Goal of the exercise:
Reproduce only the records from the line with "of the outfield" up to and including the line with "[1068, 693]", swapping "outfield fence" for "outfield wall" and changing nothing else.

## BEGIN Data

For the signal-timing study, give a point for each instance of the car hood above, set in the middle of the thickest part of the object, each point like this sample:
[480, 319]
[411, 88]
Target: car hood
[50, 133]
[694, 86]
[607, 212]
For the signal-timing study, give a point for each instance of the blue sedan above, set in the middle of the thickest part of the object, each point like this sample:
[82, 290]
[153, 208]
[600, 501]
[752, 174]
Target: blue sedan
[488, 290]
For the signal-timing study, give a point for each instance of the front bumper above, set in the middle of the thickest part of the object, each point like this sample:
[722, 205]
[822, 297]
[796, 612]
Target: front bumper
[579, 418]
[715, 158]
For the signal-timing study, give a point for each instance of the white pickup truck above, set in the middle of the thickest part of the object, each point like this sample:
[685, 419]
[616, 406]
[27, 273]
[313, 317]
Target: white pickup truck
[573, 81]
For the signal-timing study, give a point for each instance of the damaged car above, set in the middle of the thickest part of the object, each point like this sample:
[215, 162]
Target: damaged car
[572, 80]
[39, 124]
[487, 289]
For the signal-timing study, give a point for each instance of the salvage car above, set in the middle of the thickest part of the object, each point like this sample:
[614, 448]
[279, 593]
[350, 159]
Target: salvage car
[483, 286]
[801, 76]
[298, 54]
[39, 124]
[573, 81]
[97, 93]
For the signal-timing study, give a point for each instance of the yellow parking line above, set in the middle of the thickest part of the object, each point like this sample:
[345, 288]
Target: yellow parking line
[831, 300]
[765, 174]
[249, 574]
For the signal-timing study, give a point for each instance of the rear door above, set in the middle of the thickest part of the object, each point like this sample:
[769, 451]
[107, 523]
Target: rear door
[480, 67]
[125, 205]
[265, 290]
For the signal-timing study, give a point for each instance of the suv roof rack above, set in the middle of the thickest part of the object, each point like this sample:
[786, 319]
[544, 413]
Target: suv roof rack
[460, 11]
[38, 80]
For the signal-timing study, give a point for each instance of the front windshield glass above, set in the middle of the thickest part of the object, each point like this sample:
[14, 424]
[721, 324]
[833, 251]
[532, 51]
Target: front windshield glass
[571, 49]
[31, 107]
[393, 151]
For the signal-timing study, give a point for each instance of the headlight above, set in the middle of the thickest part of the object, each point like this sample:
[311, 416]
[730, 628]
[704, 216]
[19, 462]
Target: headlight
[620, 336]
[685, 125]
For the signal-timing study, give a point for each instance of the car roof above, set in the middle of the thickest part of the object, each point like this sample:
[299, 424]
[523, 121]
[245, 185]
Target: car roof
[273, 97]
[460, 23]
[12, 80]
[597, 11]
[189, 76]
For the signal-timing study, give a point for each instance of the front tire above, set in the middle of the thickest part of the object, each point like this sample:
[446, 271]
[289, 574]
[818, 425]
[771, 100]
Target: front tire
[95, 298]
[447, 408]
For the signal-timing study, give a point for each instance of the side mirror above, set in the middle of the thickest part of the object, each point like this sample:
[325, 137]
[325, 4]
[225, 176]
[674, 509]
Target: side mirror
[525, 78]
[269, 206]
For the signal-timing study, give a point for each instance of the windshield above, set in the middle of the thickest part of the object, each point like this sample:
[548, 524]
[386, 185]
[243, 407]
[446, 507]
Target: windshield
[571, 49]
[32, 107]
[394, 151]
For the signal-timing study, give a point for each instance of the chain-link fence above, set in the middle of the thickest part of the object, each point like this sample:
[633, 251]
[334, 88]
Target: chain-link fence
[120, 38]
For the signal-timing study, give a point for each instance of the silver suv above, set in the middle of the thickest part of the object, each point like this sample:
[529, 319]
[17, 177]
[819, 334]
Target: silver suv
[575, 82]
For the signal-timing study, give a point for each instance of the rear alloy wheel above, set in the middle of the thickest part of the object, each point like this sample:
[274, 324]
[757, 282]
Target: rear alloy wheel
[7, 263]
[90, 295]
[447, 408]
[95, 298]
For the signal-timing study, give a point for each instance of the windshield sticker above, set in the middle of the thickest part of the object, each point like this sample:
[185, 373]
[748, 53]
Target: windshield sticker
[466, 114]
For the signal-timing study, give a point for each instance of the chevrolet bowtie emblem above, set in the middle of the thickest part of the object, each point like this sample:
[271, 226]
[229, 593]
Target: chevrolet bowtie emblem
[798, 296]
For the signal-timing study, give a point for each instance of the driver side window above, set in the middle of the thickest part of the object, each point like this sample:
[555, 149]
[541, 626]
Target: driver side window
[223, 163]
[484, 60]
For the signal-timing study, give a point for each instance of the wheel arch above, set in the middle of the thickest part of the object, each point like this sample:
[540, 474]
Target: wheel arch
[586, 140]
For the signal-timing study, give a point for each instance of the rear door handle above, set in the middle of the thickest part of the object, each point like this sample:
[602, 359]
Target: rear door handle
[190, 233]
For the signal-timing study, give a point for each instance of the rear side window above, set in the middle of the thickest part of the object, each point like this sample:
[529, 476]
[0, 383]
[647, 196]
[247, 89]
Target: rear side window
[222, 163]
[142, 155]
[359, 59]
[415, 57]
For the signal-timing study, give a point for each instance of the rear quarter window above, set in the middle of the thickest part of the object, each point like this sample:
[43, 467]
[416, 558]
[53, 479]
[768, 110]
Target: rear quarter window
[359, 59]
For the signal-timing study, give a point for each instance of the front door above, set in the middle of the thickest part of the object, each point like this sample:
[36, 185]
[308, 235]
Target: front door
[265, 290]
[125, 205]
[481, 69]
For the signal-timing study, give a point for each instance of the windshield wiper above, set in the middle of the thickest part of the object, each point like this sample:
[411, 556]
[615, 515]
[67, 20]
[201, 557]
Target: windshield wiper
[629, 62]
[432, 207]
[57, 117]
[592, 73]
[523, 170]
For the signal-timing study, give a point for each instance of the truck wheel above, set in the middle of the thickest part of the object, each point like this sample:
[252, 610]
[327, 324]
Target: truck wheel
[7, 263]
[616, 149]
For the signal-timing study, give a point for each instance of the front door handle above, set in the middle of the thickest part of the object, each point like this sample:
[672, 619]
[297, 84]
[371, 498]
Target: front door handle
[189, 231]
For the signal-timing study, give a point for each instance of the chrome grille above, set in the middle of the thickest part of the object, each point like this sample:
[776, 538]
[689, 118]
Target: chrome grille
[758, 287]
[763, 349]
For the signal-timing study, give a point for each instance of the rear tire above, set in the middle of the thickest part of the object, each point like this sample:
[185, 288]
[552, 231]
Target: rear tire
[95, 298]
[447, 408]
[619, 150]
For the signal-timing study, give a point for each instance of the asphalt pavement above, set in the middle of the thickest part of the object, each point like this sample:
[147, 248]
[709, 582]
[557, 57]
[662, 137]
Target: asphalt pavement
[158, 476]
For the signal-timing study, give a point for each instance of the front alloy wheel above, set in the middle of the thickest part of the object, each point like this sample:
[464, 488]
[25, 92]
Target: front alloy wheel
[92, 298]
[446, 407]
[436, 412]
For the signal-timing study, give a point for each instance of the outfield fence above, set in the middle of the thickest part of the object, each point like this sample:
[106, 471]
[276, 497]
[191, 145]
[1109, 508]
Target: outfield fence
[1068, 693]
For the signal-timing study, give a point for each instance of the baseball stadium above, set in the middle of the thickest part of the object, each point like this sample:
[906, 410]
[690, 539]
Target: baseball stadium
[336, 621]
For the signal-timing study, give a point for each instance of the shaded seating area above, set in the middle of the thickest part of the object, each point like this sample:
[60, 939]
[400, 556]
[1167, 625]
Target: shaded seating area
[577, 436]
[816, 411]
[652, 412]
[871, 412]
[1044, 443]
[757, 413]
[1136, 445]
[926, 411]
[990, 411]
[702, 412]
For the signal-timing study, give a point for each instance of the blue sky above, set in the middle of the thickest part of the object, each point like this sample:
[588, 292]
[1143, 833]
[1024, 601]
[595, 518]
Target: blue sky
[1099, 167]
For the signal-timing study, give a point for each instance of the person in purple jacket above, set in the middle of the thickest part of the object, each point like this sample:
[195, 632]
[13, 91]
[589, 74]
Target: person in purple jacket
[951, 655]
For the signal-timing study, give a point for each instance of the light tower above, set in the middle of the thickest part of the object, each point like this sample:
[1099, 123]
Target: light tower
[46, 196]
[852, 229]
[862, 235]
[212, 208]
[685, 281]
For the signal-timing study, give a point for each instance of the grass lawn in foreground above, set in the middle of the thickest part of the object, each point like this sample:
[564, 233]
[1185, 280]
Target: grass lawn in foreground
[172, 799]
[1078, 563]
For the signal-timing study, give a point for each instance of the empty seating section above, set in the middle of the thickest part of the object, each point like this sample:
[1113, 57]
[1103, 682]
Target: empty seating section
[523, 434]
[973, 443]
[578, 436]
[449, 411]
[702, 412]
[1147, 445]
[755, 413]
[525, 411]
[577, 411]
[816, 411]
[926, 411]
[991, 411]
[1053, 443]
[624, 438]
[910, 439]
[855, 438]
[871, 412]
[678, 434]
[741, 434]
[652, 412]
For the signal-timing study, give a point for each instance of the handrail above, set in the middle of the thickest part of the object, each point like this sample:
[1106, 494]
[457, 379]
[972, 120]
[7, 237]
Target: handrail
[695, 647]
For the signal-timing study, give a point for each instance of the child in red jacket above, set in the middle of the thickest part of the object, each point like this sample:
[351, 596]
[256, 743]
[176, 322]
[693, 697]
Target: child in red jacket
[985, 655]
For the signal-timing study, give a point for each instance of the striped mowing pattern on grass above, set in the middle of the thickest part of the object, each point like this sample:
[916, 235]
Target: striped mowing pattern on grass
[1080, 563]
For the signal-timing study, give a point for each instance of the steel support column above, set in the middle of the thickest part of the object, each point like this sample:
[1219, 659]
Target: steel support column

## END Data

Task output:
For the signal-timing study, give a point for each instance of the outfield wall above, set in the middle of the thickest part of the object, each point like this sample:
[106, 471]
[276, 497]
[191, 145]
[1109, 508]
Target: outfield wall
[1068, 693]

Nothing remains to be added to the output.